▸ **WORK INSTRUCTIONS**: Could you set down the lines below, from the one containing "Each instance of the curved" through the final line, exactly as written?

▸ **AVAILABLE RECORDS**:
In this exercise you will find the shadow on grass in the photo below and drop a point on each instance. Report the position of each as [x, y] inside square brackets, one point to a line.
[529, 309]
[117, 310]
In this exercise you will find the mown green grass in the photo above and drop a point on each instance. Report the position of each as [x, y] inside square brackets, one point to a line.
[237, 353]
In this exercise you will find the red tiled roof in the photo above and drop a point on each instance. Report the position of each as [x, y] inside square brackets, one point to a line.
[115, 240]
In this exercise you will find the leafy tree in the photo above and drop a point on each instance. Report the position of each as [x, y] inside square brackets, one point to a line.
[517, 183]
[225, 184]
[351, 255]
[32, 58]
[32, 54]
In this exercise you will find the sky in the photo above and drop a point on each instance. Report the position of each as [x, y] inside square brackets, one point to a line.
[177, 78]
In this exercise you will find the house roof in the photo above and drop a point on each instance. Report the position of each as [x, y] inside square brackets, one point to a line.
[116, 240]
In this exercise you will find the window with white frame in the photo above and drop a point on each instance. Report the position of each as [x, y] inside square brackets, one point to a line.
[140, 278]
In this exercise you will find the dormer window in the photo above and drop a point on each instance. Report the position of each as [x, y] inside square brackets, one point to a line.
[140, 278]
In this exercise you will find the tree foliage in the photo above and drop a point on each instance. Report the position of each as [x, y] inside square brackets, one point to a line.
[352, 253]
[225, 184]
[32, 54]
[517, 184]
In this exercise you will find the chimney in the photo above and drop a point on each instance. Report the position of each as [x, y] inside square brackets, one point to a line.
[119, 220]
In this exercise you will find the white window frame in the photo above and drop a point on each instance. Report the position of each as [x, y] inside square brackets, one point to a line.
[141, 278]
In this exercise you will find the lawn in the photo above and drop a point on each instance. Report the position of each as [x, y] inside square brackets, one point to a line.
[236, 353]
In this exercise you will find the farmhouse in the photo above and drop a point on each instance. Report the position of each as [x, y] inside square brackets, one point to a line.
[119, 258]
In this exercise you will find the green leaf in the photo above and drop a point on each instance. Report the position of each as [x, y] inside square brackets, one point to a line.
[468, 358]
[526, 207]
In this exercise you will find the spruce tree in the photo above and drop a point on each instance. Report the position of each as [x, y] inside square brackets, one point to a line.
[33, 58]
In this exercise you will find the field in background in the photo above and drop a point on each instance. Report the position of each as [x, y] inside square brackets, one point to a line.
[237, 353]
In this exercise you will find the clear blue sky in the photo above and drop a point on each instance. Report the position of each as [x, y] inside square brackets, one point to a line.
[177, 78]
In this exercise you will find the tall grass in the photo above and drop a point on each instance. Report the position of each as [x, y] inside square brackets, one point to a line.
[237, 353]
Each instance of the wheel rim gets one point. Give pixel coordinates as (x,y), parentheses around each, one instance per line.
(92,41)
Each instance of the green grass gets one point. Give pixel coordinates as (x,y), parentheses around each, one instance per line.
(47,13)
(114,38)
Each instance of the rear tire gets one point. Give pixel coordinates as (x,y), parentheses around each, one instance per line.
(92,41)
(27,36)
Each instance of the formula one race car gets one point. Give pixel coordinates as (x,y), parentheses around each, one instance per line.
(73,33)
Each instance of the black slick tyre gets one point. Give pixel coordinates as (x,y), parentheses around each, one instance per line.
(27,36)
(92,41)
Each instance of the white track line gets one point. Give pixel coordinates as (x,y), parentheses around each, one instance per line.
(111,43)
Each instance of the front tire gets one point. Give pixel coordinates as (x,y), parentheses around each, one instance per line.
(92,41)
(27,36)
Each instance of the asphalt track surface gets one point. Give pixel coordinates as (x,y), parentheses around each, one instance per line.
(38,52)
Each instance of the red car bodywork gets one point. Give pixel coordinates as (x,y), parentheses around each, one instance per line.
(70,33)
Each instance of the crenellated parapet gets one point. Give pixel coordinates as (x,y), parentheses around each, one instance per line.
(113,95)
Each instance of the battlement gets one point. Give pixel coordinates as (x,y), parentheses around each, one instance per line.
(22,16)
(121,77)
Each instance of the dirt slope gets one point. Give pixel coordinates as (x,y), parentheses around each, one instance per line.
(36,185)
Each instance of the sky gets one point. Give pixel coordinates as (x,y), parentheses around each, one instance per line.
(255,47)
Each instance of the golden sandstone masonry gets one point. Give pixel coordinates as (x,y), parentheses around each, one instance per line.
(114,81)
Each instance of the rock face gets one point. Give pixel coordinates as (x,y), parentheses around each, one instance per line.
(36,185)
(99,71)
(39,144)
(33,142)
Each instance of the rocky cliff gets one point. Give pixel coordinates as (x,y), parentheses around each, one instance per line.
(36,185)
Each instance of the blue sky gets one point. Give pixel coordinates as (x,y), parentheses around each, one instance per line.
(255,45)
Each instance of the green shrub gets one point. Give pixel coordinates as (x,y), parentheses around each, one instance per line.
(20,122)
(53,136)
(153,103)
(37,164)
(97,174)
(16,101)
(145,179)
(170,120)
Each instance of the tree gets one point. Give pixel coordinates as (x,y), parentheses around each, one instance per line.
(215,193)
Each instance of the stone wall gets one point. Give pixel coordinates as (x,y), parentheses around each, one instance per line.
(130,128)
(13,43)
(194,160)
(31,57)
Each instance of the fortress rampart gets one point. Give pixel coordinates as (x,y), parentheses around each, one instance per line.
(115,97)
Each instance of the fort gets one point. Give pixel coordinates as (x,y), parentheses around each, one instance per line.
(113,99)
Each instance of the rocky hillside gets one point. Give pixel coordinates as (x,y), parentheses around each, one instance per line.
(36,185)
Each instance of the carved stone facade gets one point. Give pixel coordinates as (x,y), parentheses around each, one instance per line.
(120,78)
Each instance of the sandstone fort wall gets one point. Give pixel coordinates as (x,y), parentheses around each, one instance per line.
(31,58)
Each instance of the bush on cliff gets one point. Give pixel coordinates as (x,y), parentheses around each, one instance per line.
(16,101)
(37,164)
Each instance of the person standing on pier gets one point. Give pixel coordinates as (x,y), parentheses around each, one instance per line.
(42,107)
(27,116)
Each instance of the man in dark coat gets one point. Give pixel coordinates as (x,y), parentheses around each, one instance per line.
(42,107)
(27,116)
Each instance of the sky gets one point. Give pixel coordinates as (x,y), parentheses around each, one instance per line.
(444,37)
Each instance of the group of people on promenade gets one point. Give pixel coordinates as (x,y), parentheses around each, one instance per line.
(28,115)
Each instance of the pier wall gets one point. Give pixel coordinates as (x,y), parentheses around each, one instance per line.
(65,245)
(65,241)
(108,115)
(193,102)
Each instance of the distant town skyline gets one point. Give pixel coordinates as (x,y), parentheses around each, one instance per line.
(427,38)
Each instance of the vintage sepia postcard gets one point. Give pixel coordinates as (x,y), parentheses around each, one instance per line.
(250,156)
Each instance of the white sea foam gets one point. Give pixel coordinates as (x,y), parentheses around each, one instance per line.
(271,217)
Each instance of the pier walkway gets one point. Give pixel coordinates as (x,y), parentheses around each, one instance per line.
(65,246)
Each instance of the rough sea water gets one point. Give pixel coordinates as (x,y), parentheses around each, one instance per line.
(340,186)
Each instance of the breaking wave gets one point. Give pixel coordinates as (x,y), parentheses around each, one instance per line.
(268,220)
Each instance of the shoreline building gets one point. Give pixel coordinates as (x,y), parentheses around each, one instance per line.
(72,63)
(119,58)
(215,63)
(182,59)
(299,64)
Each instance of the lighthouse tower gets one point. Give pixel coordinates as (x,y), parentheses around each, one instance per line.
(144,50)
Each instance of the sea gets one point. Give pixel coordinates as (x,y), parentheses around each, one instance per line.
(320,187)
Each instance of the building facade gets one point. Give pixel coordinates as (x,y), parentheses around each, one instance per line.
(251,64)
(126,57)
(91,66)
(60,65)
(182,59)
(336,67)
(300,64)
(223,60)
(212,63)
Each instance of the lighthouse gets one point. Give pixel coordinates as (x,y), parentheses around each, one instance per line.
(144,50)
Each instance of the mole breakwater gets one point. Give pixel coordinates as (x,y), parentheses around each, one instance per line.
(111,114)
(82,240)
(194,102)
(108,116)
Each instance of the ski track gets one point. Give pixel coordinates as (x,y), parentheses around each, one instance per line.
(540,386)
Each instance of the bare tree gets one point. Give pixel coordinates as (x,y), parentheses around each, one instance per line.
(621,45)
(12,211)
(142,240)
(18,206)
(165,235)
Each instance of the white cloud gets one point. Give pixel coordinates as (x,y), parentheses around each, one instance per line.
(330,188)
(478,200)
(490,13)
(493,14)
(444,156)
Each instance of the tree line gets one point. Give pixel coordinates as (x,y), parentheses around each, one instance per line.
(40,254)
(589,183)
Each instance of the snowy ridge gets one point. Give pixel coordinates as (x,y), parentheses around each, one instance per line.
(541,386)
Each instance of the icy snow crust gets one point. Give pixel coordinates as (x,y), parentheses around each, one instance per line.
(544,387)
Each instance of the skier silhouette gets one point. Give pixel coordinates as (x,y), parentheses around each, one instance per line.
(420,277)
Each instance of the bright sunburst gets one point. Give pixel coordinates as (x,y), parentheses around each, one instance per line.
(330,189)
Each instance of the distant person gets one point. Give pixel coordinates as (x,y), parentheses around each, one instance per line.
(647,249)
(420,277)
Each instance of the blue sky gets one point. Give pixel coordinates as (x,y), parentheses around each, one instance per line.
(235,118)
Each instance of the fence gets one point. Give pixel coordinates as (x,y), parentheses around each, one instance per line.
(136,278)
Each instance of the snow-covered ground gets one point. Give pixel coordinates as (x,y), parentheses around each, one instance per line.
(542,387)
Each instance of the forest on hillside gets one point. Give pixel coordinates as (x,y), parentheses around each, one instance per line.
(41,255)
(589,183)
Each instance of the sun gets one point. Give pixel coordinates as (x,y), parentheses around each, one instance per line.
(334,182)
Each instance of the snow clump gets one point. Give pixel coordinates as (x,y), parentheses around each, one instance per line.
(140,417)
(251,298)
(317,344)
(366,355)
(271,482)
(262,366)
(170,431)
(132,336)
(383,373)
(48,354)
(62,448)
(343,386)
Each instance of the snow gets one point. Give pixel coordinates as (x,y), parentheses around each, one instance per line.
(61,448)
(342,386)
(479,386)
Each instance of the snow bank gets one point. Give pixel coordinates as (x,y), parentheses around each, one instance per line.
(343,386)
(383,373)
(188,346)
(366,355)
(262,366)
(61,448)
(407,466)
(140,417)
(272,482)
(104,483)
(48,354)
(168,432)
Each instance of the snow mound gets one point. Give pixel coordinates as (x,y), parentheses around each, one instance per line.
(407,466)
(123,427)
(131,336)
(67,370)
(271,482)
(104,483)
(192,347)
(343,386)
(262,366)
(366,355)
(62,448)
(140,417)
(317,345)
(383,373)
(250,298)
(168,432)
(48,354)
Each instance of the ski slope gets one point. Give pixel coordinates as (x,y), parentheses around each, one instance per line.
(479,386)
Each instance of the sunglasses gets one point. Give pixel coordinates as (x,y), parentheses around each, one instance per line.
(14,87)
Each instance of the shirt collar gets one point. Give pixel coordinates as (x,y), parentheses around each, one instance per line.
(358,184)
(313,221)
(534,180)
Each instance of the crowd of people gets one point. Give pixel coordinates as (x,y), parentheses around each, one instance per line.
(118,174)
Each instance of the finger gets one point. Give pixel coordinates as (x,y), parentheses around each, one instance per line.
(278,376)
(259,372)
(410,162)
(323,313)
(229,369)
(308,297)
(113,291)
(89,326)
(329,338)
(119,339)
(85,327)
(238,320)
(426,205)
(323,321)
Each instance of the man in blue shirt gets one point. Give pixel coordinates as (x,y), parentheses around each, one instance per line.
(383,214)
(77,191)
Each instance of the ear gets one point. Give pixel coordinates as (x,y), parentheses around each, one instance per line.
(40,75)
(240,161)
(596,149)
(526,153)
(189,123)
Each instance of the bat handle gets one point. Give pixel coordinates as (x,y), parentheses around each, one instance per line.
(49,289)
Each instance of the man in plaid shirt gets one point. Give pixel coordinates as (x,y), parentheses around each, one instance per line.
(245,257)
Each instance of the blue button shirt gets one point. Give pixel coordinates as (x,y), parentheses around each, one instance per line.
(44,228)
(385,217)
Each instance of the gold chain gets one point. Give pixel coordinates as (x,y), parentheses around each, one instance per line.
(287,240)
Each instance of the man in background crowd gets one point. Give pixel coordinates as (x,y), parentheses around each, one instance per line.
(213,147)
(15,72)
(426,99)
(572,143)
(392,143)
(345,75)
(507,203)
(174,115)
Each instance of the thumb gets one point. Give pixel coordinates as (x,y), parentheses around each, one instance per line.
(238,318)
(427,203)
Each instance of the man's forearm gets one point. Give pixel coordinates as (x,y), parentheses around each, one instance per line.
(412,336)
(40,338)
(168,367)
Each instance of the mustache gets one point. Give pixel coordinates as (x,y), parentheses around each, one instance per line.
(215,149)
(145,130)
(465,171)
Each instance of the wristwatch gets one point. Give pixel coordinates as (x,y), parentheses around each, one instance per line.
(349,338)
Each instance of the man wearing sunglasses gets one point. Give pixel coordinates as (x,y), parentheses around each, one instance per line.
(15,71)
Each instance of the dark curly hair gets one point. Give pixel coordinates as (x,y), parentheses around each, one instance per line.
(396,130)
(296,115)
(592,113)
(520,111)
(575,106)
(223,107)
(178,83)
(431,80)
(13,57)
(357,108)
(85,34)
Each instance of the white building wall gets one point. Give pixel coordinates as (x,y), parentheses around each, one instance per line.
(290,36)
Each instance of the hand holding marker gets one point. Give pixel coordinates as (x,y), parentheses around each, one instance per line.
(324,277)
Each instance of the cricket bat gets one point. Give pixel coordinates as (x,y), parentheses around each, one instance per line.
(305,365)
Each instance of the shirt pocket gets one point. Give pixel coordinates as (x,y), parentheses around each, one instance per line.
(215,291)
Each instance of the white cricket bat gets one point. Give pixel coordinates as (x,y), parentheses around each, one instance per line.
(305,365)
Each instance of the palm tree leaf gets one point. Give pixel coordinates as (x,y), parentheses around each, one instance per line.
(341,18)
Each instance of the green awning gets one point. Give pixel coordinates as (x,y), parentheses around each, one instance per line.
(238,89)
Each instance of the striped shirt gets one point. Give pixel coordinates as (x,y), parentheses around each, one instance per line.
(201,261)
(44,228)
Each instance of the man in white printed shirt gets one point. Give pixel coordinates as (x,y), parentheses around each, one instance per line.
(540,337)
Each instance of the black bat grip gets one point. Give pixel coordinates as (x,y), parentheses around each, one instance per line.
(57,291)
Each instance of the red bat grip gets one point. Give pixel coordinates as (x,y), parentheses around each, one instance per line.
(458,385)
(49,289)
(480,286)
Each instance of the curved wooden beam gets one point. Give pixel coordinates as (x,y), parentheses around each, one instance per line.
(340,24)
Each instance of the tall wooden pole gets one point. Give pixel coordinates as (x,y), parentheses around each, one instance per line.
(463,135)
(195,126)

▸ **ANSWER AREA**:
Each instance of the curved wooden beam gets one point. Give pixel coordinates as (x,y), parentheses around each, one instance per line.
(340,24)
Each instance of the tall wooden pole gets one point. Give pixel coordinates as (x,y), parentheses around each, one instance per line.
(463,135)
(195,126)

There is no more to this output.